Please give back word for word the lines below, from the first one through the one with "the form [21,116].".

- [DATASET ENTRIES]:
★ ★ ★ ★

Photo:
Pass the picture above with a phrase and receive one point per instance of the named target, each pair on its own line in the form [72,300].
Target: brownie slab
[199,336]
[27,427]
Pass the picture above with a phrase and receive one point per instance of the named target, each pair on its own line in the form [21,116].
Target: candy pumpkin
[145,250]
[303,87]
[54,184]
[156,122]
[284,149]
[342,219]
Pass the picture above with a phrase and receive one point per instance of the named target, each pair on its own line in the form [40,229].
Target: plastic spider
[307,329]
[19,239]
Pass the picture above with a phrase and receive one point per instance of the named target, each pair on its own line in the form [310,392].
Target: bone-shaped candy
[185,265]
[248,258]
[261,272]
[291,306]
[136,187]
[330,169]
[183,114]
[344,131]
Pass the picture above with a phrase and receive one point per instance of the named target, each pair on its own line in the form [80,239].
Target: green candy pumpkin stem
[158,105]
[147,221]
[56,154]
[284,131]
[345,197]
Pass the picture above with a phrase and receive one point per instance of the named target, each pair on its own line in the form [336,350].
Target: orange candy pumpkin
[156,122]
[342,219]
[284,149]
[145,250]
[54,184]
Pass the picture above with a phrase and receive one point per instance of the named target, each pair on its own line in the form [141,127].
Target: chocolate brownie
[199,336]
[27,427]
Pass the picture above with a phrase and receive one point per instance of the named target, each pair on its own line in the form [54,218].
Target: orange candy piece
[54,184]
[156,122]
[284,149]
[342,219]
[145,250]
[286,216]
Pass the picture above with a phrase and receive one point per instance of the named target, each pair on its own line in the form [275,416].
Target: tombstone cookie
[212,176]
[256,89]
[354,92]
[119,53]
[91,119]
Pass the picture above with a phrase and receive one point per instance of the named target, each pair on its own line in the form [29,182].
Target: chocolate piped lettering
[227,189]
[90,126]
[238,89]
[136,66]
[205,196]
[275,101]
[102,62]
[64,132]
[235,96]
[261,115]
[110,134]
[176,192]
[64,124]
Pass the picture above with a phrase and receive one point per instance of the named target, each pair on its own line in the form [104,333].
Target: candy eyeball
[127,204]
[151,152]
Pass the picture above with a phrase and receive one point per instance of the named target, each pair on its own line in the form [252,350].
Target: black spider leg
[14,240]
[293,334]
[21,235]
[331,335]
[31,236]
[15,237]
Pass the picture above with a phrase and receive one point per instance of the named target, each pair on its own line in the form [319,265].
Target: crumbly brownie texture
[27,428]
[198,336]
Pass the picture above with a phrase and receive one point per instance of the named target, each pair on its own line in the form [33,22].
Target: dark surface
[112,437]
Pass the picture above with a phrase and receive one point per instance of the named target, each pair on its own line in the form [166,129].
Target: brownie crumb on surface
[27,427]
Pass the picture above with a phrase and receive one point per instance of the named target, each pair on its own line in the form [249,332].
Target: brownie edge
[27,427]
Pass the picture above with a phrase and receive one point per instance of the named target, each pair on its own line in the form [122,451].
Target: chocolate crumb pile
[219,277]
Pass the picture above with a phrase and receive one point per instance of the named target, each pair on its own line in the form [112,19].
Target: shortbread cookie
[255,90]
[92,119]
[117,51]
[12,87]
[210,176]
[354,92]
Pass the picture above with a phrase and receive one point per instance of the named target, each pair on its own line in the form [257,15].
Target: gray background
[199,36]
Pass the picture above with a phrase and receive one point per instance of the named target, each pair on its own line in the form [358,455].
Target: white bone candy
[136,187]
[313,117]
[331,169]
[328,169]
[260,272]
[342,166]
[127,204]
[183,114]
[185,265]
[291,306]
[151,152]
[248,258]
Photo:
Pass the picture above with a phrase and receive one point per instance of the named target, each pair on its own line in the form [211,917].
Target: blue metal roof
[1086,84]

★ ★ ★ ★

- [REPLY]:
Photo:
Pass the picture above with a phrase and receive one point per instance of the named target, each pair on its own line in the form [72,300].
Target: brownie slab
[199,336]
[27,427]
Pass the picture above with a phrase and receive one point per instance of the named target, each pair on its own line in the form [21,116].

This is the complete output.